··· Document segment

For about a century, the Supreme Court has operationally ignored
the Constitution's clear teaching regarding original jurisdiction.
The Constitution has been allowed to die, section by section, according
to "changing conditions," to quote Chief Justice Burger. The Court
cuts off life support to those sections that interfere with the
opinion of five members at any given time.
The Constitution
is called a "living document," meaning an evolving document, meaning
a document that five people on the Supreme Court get to make up
as they go along, which they do. This living document is on life-support.
It exists mainly for the convenience of the lawyers' guild. They
know how to make it pay.
ABSOLUTE
SOVEREIGNTY
For as long
as I can remember, the Republican faithful have told conservatives
to vote for the Party's middle-of-the-roader Presidential candidate.
Here is the fall-back argument: "He will get to appoint Supreme
Court justices." This argument recognizes the intensely political
nature of the Supreme Court. The Court interferes with everything,
including politics. But it is not limited to politics. It is not
limited at all, according to the Court.
The Court has
claimed original jurisdiction over every area of American life.
It has therefore declared sovereignty. Because there are no bounds
to this sovereignty operationally, this is absolute sovereignty.
In England,
this same claim is made by Parliament. The courts cannot override
Parliament. Neither can the king. The result is pretty much what
it has been in the United States: the extension of government power.
I am not saying
that the Supreme Court has been at odds with the general opinions
of voters most of the time. As the humorous literary character Mr.
Dooley said over a century ago, "No matter whether the country follows
the flag or not, the Supreme Court follows the election returns."
But the arrangement by which the voters exercise a final say over
the government is not the textbook version. The voters extend their
control through the lawyers' guild, which filters it – spins it,
basically.
There was a
reason why Puritan Massachusetts made it illegal to collect a fee
for representing someone else in court. In a classic paragraph by
Daniel Wait Howe's The
Puritan Republic in New England (1899), we read:
That
the profession had become almost extinct during the commonwealth
period appears from a letter written by Edward Randolph to Mr. Povey
in 1687, wherein he says: "I have wrote you of the want we have
of two or three honest attorneys (if any such thing in nature).
We have but two, one is West's creature, come with him from New
York, and drives all before him. He also takes extravagant fees,
and for want of more, the country can not avoid coming to him, so
that we had better be quite without them than not to have more."
In 1663, the
legislature, called (then as now) the General Court, made it illegal
for a lawyer serving in an inferior court to serve in the General
Court. In 1673, it became legal to represent others for a fee, but
fees were regulated by the government. There were no lawyers who
earned a full-time living. Yet by 1700, merchants and lawyers had
replaced ministers as the leaders of Massachusetts politics. The
lawyers triumphed ever after. Why? Because Americans are a litigious
people.
It was not
just Massachusetts. Virginia expelled all lawyers from the colony
in 1658.

······

Requirement: Can you repeat everything in the essay on the Supreme Court and lawyers from "The Constitution has" down to "is on life-support.", word for word? The data that follows isn't needed here.

··· Provided information

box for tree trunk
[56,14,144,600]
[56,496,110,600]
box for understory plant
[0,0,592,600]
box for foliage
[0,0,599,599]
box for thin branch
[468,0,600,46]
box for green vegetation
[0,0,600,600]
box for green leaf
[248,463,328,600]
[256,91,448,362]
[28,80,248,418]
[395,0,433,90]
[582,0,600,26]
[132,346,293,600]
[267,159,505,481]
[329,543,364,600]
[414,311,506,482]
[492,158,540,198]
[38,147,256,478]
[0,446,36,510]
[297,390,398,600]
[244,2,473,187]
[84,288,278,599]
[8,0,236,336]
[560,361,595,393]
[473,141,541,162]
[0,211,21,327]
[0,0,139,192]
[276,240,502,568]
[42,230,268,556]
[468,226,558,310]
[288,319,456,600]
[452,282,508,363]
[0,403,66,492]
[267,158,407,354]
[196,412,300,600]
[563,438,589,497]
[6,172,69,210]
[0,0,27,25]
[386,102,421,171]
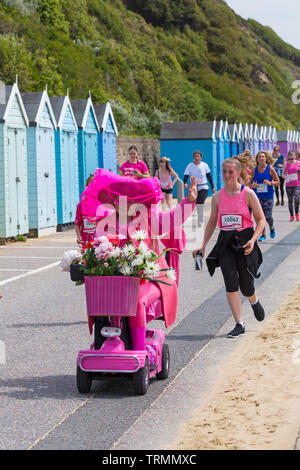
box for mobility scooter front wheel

······

The solution:
The Constitution has been allowed to die, section by section, according
to "changing conditions," to quote Chief Justice Burger. The Court
cuts off life support to those sections that interfere with the
opinion of five members at any given time.
The Constitution
is called a "living document," meaning an evolving document, meaning
a document that five people on the Supreme Court get to make up
as they go along, which they do. This living document is on life-support.